- _Exercise details_
Lines before the one containing "Objective — one point per instance of the navy undershirt" are excluded; print that line and every line after it through the end of the material below, exactly.

Data records:
* Begin *
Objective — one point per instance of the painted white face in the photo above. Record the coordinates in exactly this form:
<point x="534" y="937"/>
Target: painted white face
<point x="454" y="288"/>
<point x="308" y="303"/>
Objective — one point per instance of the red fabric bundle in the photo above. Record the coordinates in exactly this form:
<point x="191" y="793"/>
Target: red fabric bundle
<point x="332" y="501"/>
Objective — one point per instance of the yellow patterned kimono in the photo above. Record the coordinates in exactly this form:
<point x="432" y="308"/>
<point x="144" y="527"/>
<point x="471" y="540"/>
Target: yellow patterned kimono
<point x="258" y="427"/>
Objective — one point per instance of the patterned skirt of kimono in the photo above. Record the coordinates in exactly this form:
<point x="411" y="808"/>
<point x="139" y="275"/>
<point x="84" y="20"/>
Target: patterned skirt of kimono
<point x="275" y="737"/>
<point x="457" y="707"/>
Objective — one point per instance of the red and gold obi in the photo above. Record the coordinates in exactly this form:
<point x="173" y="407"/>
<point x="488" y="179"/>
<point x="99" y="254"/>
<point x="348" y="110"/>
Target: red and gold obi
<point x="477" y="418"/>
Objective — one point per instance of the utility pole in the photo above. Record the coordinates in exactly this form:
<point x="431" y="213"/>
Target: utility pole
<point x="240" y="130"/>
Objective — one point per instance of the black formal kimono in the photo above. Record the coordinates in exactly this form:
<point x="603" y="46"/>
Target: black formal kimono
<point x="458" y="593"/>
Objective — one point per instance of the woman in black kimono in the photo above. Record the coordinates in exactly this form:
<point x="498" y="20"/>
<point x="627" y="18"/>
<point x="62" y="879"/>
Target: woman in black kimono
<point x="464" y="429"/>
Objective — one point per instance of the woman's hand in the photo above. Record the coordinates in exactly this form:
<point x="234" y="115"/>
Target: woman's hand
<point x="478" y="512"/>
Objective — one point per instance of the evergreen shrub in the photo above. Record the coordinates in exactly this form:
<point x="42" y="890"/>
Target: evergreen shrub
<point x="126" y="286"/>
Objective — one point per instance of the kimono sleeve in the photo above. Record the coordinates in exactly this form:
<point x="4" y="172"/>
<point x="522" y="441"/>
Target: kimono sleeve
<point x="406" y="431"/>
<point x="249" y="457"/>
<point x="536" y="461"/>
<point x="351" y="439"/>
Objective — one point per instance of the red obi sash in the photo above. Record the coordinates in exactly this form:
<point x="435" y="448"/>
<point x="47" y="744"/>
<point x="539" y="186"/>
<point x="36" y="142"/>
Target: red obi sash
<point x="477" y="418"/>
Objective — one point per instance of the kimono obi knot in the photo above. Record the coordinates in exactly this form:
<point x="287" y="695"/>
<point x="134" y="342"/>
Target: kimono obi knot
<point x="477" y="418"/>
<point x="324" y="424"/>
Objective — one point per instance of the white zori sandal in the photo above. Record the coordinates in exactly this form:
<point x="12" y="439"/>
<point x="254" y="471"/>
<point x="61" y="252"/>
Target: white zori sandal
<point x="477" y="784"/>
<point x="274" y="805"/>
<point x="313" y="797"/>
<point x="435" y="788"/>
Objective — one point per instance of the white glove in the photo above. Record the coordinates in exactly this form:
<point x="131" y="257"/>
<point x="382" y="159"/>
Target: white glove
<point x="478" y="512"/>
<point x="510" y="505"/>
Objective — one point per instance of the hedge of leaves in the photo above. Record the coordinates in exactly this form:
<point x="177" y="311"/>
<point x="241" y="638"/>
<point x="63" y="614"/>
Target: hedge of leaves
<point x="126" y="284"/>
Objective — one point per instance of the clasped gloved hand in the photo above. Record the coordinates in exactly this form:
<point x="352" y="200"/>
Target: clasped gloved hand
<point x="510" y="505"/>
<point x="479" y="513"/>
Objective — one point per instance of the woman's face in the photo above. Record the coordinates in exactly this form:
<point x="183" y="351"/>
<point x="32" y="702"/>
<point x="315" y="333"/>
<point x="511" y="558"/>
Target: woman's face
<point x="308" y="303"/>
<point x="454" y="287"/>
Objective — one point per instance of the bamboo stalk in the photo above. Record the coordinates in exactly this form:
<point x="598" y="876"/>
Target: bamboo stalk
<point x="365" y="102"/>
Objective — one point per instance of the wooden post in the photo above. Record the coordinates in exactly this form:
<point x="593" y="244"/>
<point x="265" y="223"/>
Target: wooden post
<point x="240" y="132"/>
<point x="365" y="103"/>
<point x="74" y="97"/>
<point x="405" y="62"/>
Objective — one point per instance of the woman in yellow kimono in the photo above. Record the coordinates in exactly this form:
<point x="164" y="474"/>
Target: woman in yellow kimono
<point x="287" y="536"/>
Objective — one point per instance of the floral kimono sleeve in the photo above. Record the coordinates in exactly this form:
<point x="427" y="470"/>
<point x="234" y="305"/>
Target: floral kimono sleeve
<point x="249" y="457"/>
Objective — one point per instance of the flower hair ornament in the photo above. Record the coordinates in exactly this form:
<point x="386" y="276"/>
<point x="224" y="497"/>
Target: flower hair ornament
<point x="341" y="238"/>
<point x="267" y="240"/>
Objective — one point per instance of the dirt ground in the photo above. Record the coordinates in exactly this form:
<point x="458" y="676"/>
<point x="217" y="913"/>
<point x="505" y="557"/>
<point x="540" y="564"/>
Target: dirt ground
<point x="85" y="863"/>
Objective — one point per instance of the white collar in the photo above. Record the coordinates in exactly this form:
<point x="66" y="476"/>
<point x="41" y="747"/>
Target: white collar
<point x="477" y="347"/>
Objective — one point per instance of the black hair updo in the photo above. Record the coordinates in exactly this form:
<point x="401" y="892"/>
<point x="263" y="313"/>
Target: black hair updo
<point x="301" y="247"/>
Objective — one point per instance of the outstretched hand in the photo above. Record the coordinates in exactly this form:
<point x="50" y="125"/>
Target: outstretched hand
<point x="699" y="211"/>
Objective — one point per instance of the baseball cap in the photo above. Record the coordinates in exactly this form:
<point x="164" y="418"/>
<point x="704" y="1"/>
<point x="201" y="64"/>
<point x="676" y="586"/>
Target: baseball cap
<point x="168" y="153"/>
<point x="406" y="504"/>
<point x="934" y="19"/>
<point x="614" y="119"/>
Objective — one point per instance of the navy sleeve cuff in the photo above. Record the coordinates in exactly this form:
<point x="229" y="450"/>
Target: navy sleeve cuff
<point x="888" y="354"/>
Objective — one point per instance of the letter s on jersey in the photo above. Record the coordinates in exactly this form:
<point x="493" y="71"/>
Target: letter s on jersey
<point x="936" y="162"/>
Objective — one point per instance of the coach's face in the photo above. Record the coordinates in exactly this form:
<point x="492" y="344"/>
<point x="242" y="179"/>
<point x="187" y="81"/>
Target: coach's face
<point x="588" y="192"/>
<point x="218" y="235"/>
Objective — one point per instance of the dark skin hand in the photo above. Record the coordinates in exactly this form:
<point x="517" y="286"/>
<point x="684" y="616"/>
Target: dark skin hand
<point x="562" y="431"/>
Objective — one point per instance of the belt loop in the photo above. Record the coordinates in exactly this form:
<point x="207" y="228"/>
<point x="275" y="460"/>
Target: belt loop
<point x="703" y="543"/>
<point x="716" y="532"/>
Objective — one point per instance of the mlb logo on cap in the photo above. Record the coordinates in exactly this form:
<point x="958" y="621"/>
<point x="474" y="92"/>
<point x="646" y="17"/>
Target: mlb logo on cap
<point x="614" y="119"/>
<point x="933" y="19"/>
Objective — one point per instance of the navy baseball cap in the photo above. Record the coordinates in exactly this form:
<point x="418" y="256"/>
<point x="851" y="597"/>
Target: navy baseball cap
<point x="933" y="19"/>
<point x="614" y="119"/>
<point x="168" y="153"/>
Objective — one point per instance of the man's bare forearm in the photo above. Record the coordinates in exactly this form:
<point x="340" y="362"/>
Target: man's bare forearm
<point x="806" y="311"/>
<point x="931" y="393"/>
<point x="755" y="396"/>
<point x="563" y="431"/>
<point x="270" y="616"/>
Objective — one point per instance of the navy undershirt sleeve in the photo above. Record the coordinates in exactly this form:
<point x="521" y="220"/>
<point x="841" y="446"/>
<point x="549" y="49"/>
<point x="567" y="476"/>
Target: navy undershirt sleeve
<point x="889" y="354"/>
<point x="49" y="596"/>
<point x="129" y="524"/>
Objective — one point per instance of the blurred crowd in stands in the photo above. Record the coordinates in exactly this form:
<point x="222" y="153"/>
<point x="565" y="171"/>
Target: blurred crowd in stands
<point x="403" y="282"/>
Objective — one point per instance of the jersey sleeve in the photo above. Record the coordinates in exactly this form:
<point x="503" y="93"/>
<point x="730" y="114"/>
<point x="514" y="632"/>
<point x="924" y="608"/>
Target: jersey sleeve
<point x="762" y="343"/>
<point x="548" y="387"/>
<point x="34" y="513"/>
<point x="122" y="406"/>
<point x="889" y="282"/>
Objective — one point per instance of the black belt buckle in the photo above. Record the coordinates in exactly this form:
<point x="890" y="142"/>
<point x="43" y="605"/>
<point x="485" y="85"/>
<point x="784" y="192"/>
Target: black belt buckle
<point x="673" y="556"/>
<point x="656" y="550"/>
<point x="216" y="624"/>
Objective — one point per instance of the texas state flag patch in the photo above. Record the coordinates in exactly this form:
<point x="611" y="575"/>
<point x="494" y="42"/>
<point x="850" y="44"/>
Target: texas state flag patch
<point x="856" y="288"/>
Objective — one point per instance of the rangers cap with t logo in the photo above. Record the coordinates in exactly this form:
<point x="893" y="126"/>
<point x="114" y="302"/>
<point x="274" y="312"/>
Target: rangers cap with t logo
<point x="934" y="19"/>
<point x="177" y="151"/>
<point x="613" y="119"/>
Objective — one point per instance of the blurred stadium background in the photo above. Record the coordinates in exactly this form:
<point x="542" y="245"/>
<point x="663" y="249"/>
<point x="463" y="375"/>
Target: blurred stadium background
* End *
- _Completed exercise_
Objective — one point per instance of the navy undershirt sleeve in the photo above. Record the coordinates in exactly this form:
<point x="521" y="220"/>
<point x="841" y="446"/>
<point x="549" y="49"/>
<point x="567" y="476"/>
Target: navy undershirt sleeve
<point x="889" y="354"/>
<point x="49" y="596"/>
<point x="129" y="524"/>
Objective — one point per instance of the blurred crowd in stands in the photo above. Record the coordinates in exactly this form:
<point x="222" y="153"/>
<point x="565" y="171"/>
Target: blurred crowd in stands
<point x="403" y="282"/>
Objective — one point per instance of the jersey sleeve in the photo above. Record the coordinates in exactly this form:
<point x="503" y="93"/>
<point x="730" y="114"/>
<point x="514" y="632"/>
<point x="924" y="608"/>
Target: jersey sleeve
<point x="762" y="343"/>
<point x="548" y="387"/>
<point x="34" y="513"/>
<point x="122" y="406"/>
<point x="889" y="282"/>
Objective — one point per instance of the black belt buckle in the photo above. Record the coordinates in exactly this form:
<point x="890" y="142"/>
<point x="43" y="605"/>
<point x="485" y="85"/>
<point x="784" y="192"/>
Target: black belt buckle
<point x="673" y="556"/>
<point x="656" y="550"/>
<point x="216" y="624"/>
Objective — one point per instance of the texas state flag patch in the photo above. Record the coordinates in exactly this form:
<point x="611" y="575"/>
<point x="494" y="42"/>
<point x="850" y="44"/>
Target: texas state flag patch
<point x="856" y="288"/>
Objective — one point per instance of the rangers cap with t logo in the photo above. Record the coordinates in exactly this form:
<point x="893" y="126"/>
<point x="114" y="302"/>
<point x="274" y="312"/>
Target: rangers cap with t logo
<point x="934" y="19"/>
<point x="177" y="151"/>
<point x="613" y="119"/>
Objective — one point per instance of the blurred stadium background in the photo above. Record the coordinates in exactly this form:
<point x="542" y="245"/>
<point x="663" y="249"/>
<point x="463" y="375"/>
Target: blurred stadium background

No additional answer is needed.